> [Problem description]: Transcribe the part of the Gallmaker passage below, starting with "To gain a foothold, the" and going on through "or Cyrillic languages.".

Symantec researchers said the Gallmaker group has been operating since at least December 2018 with its most recent observed activity in June 2018, according to an Oct. 10 blog post.

The group’s activities appear to be highly targeted as all of its victims are related to government, military, or defense sectors and all of the embassies that have been targeted by the group all have the same home country.

Although researchers haven’t noted any obvious links between the threat group’s Eastern European and Middle Eastern targets, researchers said it’s unlikely the attacks are random or accidental.

Rather than use malware, the group uses publicly available hacking tools and takes a number of steps to gain access to a victim’s device while simultaneously covering their tracks.

To gain a foothold, the group delivers a malicious Office lure document, most likely via phishing email, which use titles with government, military, and diplomatic themes, and the file names are written in English or Cyrillic languages.

These documents then attempt to exploit the Microsoft Office Dynamic Data Exchange (DDE) protocol in order to gain access to victim machines by asking the victim’s to “Enable Content” which if done, would allow attackers to use the DDE protocol to remotely execute commands in memory on the victim’s system.

> [Given information]:

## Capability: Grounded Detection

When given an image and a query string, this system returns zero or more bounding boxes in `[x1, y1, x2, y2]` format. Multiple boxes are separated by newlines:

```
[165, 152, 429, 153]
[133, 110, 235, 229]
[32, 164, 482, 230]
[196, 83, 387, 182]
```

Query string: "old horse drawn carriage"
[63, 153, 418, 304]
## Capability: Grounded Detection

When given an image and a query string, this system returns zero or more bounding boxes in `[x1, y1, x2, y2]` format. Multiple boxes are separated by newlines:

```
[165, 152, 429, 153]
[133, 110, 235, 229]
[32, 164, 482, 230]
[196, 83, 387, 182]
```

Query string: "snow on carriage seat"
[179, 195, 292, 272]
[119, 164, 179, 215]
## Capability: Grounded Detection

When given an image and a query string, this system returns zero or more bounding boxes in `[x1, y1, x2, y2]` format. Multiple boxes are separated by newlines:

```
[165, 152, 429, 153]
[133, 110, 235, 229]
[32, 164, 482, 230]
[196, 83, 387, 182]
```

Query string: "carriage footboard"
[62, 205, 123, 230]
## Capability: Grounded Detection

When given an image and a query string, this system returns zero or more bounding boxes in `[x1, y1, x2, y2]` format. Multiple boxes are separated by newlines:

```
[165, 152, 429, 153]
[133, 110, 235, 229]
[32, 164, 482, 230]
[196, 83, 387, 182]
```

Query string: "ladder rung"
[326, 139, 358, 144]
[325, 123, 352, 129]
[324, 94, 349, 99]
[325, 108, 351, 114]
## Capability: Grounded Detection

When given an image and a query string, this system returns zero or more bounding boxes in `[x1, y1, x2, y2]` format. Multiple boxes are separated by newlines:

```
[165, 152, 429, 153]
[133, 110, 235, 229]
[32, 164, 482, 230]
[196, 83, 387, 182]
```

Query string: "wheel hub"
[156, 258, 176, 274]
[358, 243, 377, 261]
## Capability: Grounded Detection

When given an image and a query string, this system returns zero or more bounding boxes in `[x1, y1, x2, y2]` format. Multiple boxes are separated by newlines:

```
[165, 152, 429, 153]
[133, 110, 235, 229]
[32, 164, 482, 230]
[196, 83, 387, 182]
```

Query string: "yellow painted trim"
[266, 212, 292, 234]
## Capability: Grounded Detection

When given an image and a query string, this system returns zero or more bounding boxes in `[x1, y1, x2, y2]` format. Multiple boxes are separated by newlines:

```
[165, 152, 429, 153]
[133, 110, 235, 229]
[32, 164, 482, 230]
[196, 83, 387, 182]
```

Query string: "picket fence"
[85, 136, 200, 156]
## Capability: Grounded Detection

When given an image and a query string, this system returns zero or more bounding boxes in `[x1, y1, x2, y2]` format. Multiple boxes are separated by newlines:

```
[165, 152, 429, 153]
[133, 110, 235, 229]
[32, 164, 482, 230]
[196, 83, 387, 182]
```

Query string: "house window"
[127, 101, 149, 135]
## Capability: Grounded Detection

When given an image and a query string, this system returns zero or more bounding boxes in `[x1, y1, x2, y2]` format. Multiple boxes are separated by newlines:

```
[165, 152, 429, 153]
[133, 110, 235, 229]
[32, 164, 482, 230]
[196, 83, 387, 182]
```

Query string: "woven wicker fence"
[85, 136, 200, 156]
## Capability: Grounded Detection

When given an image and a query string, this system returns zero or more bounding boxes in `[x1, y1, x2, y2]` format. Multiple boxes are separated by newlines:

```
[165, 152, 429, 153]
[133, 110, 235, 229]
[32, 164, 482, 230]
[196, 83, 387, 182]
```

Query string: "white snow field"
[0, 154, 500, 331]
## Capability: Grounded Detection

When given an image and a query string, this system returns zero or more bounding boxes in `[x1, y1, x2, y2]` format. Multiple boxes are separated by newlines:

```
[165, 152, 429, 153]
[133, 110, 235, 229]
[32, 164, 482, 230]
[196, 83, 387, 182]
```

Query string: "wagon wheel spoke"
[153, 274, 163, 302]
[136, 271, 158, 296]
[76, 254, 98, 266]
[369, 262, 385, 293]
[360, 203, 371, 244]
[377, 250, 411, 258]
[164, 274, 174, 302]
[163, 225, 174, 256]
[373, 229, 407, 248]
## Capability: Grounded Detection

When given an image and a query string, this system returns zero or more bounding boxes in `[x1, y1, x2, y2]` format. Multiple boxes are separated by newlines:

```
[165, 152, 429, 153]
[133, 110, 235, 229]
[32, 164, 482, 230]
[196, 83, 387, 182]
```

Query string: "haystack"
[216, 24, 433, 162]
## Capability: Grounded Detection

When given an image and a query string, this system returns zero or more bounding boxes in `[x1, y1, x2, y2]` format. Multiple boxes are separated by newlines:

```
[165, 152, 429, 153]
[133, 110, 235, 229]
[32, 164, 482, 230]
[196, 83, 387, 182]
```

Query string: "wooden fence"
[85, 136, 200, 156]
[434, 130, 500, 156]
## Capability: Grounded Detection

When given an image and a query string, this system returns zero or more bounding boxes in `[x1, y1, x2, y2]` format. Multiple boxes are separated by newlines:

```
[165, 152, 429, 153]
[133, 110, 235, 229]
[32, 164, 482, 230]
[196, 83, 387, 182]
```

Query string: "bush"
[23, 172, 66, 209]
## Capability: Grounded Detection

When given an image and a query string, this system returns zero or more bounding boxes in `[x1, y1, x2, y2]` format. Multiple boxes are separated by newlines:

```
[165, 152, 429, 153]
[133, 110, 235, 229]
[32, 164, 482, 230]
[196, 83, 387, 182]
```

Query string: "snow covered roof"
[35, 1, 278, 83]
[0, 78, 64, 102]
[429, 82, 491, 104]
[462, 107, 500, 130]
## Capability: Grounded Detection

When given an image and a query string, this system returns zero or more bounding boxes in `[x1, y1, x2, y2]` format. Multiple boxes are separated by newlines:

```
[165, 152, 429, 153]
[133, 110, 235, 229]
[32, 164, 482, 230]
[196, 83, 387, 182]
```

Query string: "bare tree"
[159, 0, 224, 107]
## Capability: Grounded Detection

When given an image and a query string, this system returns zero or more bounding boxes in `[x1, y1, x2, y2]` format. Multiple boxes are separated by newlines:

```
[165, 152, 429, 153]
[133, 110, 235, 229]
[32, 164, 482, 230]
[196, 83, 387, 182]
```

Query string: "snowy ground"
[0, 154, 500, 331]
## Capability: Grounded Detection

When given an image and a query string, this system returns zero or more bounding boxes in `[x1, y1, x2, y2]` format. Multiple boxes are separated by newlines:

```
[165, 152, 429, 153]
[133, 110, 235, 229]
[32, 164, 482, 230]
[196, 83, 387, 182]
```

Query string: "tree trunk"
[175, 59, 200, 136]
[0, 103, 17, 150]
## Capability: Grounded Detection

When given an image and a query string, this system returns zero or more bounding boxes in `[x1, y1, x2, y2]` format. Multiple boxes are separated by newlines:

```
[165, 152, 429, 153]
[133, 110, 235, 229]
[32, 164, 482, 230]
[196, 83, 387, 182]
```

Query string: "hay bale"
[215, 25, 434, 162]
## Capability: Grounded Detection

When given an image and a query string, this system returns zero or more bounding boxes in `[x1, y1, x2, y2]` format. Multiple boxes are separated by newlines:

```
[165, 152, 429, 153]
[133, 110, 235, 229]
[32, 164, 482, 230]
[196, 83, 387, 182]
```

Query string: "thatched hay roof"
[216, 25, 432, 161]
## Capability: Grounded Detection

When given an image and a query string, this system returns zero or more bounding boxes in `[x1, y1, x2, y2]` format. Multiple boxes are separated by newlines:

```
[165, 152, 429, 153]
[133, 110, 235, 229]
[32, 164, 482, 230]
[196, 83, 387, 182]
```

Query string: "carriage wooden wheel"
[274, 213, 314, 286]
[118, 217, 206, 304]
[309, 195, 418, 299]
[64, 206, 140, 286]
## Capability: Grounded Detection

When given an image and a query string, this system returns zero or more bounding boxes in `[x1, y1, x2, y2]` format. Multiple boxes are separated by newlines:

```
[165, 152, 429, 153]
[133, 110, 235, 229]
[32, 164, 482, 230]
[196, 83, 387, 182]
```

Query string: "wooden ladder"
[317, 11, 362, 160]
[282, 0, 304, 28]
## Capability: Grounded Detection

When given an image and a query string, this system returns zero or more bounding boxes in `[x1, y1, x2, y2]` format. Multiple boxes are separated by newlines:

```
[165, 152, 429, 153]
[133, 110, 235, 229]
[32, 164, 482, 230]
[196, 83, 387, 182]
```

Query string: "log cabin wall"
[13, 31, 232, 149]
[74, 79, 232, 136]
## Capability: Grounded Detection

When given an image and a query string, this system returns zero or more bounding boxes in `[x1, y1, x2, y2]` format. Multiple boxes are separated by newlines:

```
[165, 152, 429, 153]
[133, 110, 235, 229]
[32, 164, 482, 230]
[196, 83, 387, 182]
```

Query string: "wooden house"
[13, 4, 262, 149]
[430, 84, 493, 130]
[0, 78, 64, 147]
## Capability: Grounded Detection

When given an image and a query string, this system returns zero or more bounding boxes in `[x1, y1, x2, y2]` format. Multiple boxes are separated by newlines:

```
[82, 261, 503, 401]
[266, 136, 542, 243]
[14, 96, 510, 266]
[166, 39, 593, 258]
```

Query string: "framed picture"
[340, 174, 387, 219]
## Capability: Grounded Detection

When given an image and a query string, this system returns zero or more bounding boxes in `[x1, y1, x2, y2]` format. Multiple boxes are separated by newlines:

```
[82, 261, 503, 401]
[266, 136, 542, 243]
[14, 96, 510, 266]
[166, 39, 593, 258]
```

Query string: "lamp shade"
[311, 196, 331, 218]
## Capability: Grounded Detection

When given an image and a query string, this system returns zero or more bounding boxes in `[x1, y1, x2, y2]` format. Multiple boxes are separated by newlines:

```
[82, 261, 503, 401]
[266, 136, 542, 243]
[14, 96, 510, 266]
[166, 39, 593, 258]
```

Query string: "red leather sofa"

> [Response to this exercise]:
To gain a foothold, the group delivers a malicious Office lure document, most likely via phishing email, which use titles with government, military, and diplomatic themes, and the file names are written in English or Cyrillic languages.